Direction: Express every line of the records as a Markdown table with the columns Row and Line, numbering each row and leaving out blank lines. Omit the pictures from your answer.

(Excerpts from a point labeling dataset)
--- Start ---

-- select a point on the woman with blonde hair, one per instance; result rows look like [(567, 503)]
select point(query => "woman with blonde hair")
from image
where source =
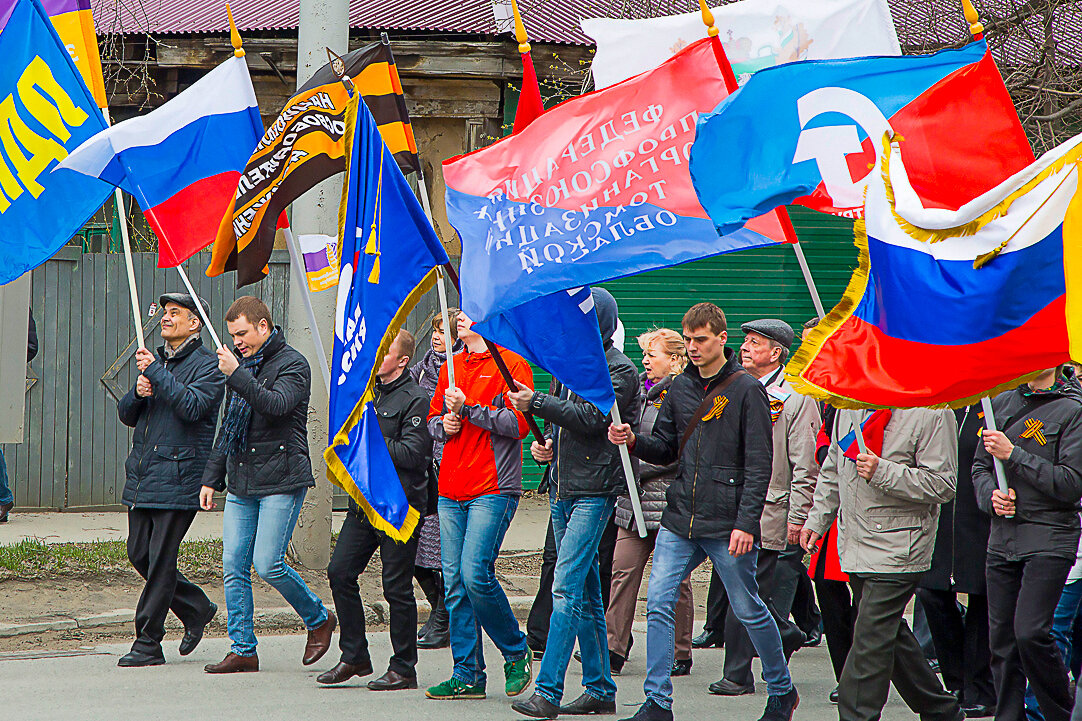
[(663, 357)]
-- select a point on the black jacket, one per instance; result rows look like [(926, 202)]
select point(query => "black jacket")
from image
[(725, 469), (584, 462), (275, 459), (1044, 470), (403, 409), (958, 561), (174, 429)]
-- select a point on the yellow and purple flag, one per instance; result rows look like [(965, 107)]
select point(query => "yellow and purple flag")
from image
[(75, 24)]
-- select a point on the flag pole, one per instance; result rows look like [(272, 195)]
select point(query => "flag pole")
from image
[(199, 307), (295, 263), (1001, 474)]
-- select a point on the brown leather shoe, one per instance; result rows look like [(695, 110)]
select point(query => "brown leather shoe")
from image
[(343, 672), (235, 664), (319, 640)]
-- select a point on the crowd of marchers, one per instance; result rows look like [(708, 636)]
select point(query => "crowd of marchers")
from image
[(731, 464)]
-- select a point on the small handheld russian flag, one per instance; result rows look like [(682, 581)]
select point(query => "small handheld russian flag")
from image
[(872, 429)]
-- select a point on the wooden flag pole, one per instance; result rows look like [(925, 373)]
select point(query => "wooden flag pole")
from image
[(1001, 474)]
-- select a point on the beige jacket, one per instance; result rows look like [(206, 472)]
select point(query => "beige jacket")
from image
[(887, 525), (793, 474)]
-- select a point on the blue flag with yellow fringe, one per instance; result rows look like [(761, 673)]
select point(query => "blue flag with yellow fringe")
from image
[(388, 252), (45, 112)]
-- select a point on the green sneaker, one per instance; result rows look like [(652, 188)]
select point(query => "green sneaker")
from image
[(517, 676), (453, 690)]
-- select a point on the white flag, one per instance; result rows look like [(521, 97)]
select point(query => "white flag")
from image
[(755, 34)]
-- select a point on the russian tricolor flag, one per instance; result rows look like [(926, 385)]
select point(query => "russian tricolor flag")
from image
[(951, 305), (182, 161)]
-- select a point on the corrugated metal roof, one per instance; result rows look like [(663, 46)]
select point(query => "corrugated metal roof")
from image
[(546, 21)]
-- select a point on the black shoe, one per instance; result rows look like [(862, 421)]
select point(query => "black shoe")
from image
[(682, 667), (194, 636), (708, 640), (137, 658), (726, 687), (393, 681), (650, 711), (792, 639), (538, 707), (780, 708), (586, 705)]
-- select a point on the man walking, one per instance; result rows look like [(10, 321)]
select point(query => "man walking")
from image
[(480, 480), (583, 483), (886, 502), (715, 420), (173, 408), (263, 447), (789, 497), (401, 406)]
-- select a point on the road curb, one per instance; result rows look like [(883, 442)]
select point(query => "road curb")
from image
[(266, 619)]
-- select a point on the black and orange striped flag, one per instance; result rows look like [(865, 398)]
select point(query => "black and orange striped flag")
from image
[(304, 146)]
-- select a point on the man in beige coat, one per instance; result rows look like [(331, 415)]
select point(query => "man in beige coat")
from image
[(795, 421), (887, 501)]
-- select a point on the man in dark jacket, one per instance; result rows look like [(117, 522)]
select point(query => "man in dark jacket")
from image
[(173, 407), (584, 481), (1034, 536), (263, 447), (958, 566), (715, 420), (403, 409)]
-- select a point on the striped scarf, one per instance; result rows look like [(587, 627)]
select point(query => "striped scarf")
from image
[(238, 415)]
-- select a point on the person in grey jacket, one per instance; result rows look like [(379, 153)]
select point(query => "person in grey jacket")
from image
[(1034, 534), (887, 505), (664, 357), (173, 408), (585, 479)]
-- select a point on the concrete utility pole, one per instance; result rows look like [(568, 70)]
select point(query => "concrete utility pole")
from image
[(324, 24)]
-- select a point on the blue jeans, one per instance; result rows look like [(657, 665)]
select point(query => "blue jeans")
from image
[(1063, 625), (5, 496), (470, 537), (578, 611), (258, 531), (674, 558)]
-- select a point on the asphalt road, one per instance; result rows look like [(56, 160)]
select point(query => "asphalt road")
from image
[(87, 685)]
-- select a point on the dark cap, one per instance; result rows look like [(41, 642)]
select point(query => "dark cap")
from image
[(773, 328), (186, 301)]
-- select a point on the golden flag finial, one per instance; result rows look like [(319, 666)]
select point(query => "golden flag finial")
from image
[(976, 28), (524, 40), (708, 18), (234, 34)]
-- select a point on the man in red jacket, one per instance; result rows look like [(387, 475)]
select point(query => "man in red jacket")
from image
[(480, 479)]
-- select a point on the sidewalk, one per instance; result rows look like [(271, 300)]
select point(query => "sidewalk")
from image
[(526, 533)]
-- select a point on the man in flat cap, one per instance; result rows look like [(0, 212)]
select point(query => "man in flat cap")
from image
[(795, 421), (173, 408)]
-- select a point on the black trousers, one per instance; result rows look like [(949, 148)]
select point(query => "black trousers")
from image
[(537, 623), (961, 642), (835, 602), (739, 651), (356, 546), (885, 651), (154, 541), (1021, 599)]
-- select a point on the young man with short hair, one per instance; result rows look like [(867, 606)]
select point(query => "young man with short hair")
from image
[(173, 408), (715, 420), (480, 479), (401, 406), (263, 447)]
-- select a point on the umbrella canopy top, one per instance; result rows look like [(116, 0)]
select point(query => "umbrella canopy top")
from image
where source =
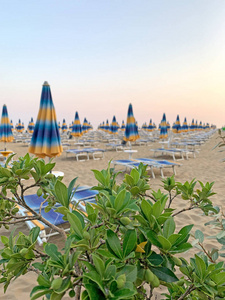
[(64, 126), (114, 126), (45, 140), (163, 128), (77, 128), (5, 127), (131, 131)]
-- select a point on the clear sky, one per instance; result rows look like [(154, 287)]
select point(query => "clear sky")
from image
[(100, 55)]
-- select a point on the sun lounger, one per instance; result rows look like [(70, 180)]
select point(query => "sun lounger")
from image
[(152, 163), (85, 152), (82, 195), (130, 164), (173, 152), (160, 164)]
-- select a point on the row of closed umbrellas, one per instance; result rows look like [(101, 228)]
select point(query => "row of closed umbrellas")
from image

--- End ---

Written solution:
| Row | Line |
|---|---|
| 1 | -- select a point on the woman with blonde hair, one per instance; result rows look like [(567, 503)] |
| 2 | select point(query => "woman with blonde hair") |
| 3 | from image |
| 4 | where source = |
| 5 | [(663, 357)] |
| 6 | -- select a point on the black jacket, one per instance; result rows look like [(926, 202)] |
| 7 | select point(query => "black jacket") |
| 8 | from image |
| 9 | [(725, 469), (584, 462), (275, 459), (1044, 470), (403, 409), (958, 561), (174, 429)] |
| 10 | -- select a point on the yellow and purple flag, one per instance; result rows look like [(965, 107)] |
| 11 | select point(query => "yellow and purple flag") |
| 12 | from image |
| 13 | [(75, 24)] |
| 14 | -- select a point on the flag pole, one per instance; result rows look like [(272, 195)] |
| 15 | select point(query => "flag pole") |
| 16 | from image |
| 17 | [(199, 307), (295, 263), (1001, 474)] |
| 18 | -- select a point on the brown leather shoe, one per instance; result rows look like [(695, 110)] |
| 19 | select point(query => "brown leather shoe") |
| 20 | from image |
| 21 | [(343, 672), (235, 664), (319, 640)] |
| 22 | -- select a point on the crowd of marchers, one per instance; result rows look like [(708, 636)] |
| 23 | select point(query => "crowd of marchers") |
| 24 | from image |
| 25 | [(731, 464)] |
| 26 | -- select a point on the small handheld russian flag, one per instance; result rows look like [(682, 581)] |
| 27 | select point(query => "small handheld russian flag") |
| 28 | from image |
| 29 | [(872, 429)] |
| 30 | -- select a point on the wooden flag pole, one per instance; result rows look like [(925, 373)] |
| 31 | select point(query => "wooden flag pole") |
| 32 | from image |
| 33 | [(1001, 474)] |
| 34 | -- select a point on the beige jacket, one per instance; result rows look like [(206, 472)] |
| 35 | select point(query => "beige jacket") |
| 36 | from image |
| 37 | [(887, 525), (793, 474)] |
| 38 | -- select a point on the blue flag with yellow fringe, one per instance; result rows look like [(761, 673)] |
| 39 | select point(query => "blue flag with yellow fringe") |
| 40 | from image |
| 41 | [(388, 252), (45, 112)] |
| 42 | -- select a point on the green sneaker, one per instance; result rows look like [(652, 188)] |
| 43 | select point(query => "green sneaker") |
| 44 | from image |
| 45 | [(517, 676), (453, 690)] |
| 46 | -- select a point on the white flag, one per instance; result rows look like [(521, 97)] |
| 47 | select point(query => "white flag") |
| 48 | from image |
| 49 | [(755, 34)] |
| 50 | -- select a point on the russian tricolor flag, one per instance; result rows look like [(926, 385)] |
| 51 | select point(query => "russian tricolor flag") |
| 52 | from image |
| 53 | [(951, 305), (182, 161)] |
| 54 | -- select a point on the corrugated metal roof, one per instance; result rows look like [(663, 46)] |
| 55 | select point(query => "corrugated metal roof") |
| 56 | from image |
| 57 | [(546, 21)] |
| 58 | -- select a point on the black shoe, one per instance; result rows look like [(862, 421)] |
| 59 | select point(query => "black shoe") |
| 60 | from image |
| 61 | [(682, 667), (194, 636), (708, 640), (137, 658), (726, 687), (393, 681), (650, 711), (792, 639), (538, 707), (780, 708), (586, 705)] |
| 62 | -- select a point on the man walking, one per instance; result rows look like [(10, 321)] |
| 63 | select point(query => "man walking") |
| 64 | from image |
| 65 | [(480, 480), (583, 483), (886, 502), (715, 420), (173, 408), (263, 447), (789, 497), (401, 406)] |
| 66 | -- select a point on the road curb, one per instance; result rows look like [(883, 442)] |
| 67 | select point(query => "road curb") |
| 68 | from image |
| 69 | [(266, 619)] |
| 70 | -- select a point on the black and orange striped flag, one per instance; result rows look like [(865, 398)] |
| 71 | select point(query => "black and orange striped flag") |
| 72 | from image |
| 73 | [(304, 146)] |
| 74 | -- select a point on the man in beige coat, one per instance; result rows look like [(331, 415)] |
| 75 | select point(query => "man in beige coat") |
| 76 | from image |
| 77 | [(795, 421), (887, 501)] |
| 78 | -- select a point on the man in dark jacket, one per instance; result rows look like [(117, 522)] |
| 79 | select point(query => "man in dark jacket") |
| 80 | from image |
| 81 | [(173, 407), (584, 481), (1034, 536), (263, 447), (958, 566), (715, 420), (403, 409)] |
| 82 | -- select a point on the striped scarf, one per instance; result rows look like [(587, 627)] |
| 83 | select point(query => "striped scarf") |
| 84 | from image |
| 85 | [(238, 415)] |
| 86 | -- select a point on the person in grey jacket, one per instance; result rows look like [(379, 153)] |
| 87 | select point(query => "person in grey jacket") |
| 88 | from image |
| 89 | [(1034, 534), (887, 505), (664, 357), (173, 408), (585, 479)] |
| 90 | -- select a point on the concrete utility pole, one per instance; result rows look like [(568, 70)] |
| 91 | select point(query => "concrete utility pole") |
| 92 | from image |
| 93 | [(324, 24)] |
| 94 | -- select a point on the blue jeans, one per instance; result rows look like [(657, 665)] |
| 95 | select point(query => "blue jeans") |
| 96 | from image |
| 97 | [(1063, 625), (5, 496), (470, 537), (578, 611), (258, 531), (674, 558)] |
| 98 | -- select a point on the asphalt road, one per instance; result rows look like [(56, 160)] |
| 99 | select point(query => "asphalt road") |
| 100 | from image |
| 101 | [(87, 685)] |
| 102 | -- select a point on the dark cap, one per instance; result rows look like [(41, 642)] |
| 103 | select point(query => "dark cap") |
| 104 | from image |
| 105 | [(773, 328), (186, 301)] |
| 106 | -- select a point on the golden flag finial, one per instance; result rows look like [(319, 666)] |
| 107 | select point(query => "golden flag finial") |
| 108 | from image |
| 109 | [(976, 28), (524, 40), (708, 18), (234, 34)] |
| 110 | -- select a point on the man in red jacket, one per instance; result rows look like [(387, 475)] |
| 111 | select point(query => "man in red jacket") |
| 112 | from image |
| 113 | [(480, 479)] |
| 114 | -- select a point on the sidewalk, one per instance; result rows look like [(271, 300)] |
| 115 | select point(query => "sidewalk") |
| 116 | from image |
| 117 | [(526, 533)] |
| 118 | -- select a point on the man in flat cap, one per instance; result rows look like [(0, 212)] |
| 119 | select point(query => "man in flat cap") |
| 120 | from image |
| 121 | [(795, 421), (173, 408)] |
| 122 | -- select a point on the black trousers, one per instance; result rows look like [(949, 148)] |
| 123 | select point(query => "black trousers") |
| 124 | from image |
| 125 | [(537, 623), (961, 642), (835, 602), (739, 651), (356, 546), (885, 651), (154, 541), (1021, 599)] |
| 126 | -- select a point on the young man with short hair, one per instance; result rows look like [(867, 606)] |
| 127 | select point(query => "young man with short hair") |
| 128 | from image |
| 129 | [(173, 408), (715, 420), (480, 479), (401, 406), (263, 447)] |
| 130 | -- select a point on the umbrella canopy top, one per instance; result rows look like [(116, 0)] |
| 131 | select point(query => "umbrella canopy top") |
| 132 | from image |
| 133 | where source = |
| 134 | [(64, 126), (114, 126), (45, 140), (163, 128), (77, 128), (5, 127), (131, 131)] |
| 135 | -- select a point on the clear sky, one per instance; result rows look like [(154, 287)] |
| 136 | select point(query => "clear sky") |
| 137 | from image |
| 138 | [(100, 55)] |
| 139 | -- select a point on the sun lounger, one per instance; result rows look like [(70, 180)] |
| 140 | select point(query => "sun lounger") |
| 141 | from image |
| 142 | [(152, 163), (85, 152), (82, 195), (130, 164), (173, 152), (160, 164)] |
| 143 | -- select a point on the row of closed umbrellas, one per instance; result rows look like [(101, 228)] |
| 144 | select point(query => "row of closed umbrellas") |
| 145 | from image |